* Exercise *
Every entry needs to be written out again exactly, with its pictures removed.

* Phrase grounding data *
________________________________________

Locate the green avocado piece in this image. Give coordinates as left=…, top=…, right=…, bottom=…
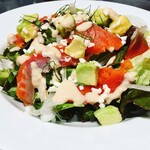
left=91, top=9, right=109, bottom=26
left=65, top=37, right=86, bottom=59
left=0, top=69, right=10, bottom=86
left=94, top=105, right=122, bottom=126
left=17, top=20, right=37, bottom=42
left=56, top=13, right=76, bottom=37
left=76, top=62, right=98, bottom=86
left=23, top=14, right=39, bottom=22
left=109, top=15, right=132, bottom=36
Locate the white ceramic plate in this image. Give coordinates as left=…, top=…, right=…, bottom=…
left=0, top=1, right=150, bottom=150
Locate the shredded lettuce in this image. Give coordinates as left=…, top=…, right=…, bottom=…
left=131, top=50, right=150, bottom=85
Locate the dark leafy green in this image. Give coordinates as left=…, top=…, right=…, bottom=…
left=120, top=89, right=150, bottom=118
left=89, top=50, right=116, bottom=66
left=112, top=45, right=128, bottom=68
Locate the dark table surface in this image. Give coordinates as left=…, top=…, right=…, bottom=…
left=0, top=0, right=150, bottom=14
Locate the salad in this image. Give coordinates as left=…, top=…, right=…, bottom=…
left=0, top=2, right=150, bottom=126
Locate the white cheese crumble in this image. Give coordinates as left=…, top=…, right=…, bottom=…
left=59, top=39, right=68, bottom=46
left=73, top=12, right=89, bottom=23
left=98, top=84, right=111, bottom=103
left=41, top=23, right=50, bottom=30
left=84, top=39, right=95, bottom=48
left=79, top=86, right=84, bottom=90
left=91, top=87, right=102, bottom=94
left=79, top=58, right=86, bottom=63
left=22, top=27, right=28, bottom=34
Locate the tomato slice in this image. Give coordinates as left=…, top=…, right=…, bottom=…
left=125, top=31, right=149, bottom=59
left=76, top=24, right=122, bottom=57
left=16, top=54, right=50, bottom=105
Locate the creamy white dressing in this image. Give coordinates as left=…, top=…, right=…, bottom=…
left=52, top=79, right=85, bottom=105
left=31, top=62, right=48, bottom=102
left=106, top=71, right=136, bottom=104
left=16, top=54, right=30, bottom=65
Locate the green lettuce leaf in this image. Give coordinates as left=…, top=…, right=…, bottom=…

________________________________________

* Result of this task *
Locate the green avocado piece in this image. Give coordinates as left=…, top=…, right=…, bottom=…
left=91, top=9, right=109, bottom=26
left=65, top=37, right=86, bottom=59
left=0, top=69, right=10, bottom=86
left=94, top=105, right=122, bottom=126
left=17, top=20, right=37, bottom=42
left=56, top=13, right=76, bottom=37
left=76, top=62, right=98, bottom=86
left=23, top=14, right=39, bottom=22
left=109, top=15, right=132, bottom=36
Locate the white ceramic plate in this image. Give coordinates as left=…, top=…, right=…, bottom=…
left=0, top=1, right=150, bottom=150
Locate the shredded lettuce in this image. Give coordinates as left=…, top=…, right=…, bottom=…
left=131, top=50, right=150, bottom=85
Locate the dark leafy green in this image. Give coordinates as left=…, top=…, right=…, bottom=…
left=120, top=89, right=150, bottom=118
left=89, top=50, right=116, bottom=66
left=112, top=45, right=128, bottom=68
Locate the dark table surface in this image. Give coordinates as left=…, top=…, right=…, bottom=…
left=0, top=0, right=150, bottom=14
Locate the salad in this image. Give coordinates as left=…, top=…, right=…, bottom=…
left=0, top=2, right=150, bottom=126
Locate the white cheese crumble in this image. Give coordinates as left=…, top=…, right=…, bottom=…
left=59, top=39, right=68, bottom=46
left=73, top=12, right=89, bottom=23
left=98, top=84, right=111, bottom=103
left=41, top=23, right=50, bottom=30
left=84, top=39, right=95, bottom=48
left=79, top=86, right=84, bottom=90
left=91, top=87, right=102, bottom=94
left=79, top=58, right=86, bottom=63
left=22, top=27, right=28, bottom=34
Locate the tomato slice in this image. Give coordinates as left=…, top=…, right=…, bottom=…
left=125, top=31, right=149, bottom=59
left=76, top=24, right=122, bottom=57
left=16, top=54, right=50, bottom=105
Locate the creamy white dressing in this image. Give coordinates as left=…, top=…, right=…, bottom=…
left=52, top=79, right=85, bottom=105
left=31, top=62, right=48, bottom=102
left=106, top=71, right=136, bottom=104
left=16, top=54, right=30, bottom=65
Locate the green lettuce leaf in this image. Give coordinates as left=…, top=…, right=…, bottom=…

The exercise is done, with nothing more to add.